§ Problem to work on
Rewrite the lines of the listing, starting at the line containing "Where can the pink" and ending with the last line of the listing, keeping the requests as they are but rescaling every point coordinate in the answers by multiplying it by 2.35 and rounding to the nearest whole number, with halves rounded up. Give only these lines.

§ Record list

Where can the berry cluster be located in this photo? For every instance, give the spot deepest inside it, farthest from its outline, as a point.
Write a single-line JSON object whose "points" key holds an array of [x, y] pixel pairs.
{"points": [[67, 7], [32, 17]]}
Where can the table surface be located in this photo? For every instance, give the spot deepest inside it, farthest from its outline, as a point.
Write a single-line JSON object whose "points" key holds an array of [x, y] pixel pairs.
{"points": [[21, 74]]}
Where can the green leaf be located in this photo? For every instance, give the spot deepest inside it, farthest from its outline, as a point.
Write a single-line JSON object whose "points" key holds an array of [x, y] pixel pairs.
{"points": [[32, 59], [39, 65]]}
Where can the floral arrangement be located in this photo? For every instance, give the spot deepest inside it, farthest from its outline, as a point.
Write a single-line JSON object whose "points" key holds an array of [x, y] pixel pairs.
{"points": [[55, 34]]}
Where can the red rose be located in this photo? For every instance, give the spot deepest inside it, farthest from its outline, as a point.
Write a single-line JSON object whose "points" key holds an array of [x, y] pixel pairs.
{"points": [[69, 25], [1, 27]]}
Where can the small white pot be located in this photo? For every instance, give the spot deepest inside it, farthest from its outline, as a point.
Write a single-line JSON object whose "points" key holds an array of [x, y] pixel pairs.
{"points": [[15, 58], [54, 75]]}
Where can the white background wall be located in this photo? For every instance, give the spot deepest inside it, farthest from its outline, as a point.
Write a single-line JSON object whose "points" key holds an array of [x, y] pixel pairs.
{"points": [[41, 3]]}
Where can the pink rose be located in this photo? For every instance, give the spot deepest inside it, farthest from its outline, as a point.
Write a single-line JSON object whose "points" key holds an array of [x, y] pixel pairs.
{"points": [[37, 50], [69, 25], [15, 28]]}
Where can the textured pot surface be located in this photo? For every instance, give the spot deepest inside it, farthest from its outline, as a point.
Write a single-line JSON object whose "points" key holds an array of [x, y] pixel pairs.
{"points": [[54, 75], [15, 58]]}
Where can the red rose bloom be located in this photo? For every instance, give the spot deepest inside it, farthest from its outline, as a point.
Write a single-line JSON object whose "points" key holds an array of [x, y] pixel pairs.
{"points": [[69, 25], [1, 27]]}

§ Task output
Where can the pink rose be located in this photo? For every instance, give the spot deepest inside it, farthest from its outline, as a point.
Write a single-line JSON object whose "points" key holds an array of [x, y] pixel pairs.
{"points": [[87, 118], [162, 59], [35, 66]]}
Where can the textured pot surface be located in this photo? For every instance, give the spot deepest inside it, farthest from its outline, as a point.
Write a single-line JSON object whose "points" key holds an array of [x, y] pixel pairs.
{"points": [[127, 176], [35, 136]]}
Where can the red rose bloom be located in this photo? For every instance, give the spot deepest inside it, farthest from its outline, as a point.
Write a single-line JSON object whose "points" key holds an array of [x, y] pixel pairs.
{"points": [[162, 59], [2, 63]]}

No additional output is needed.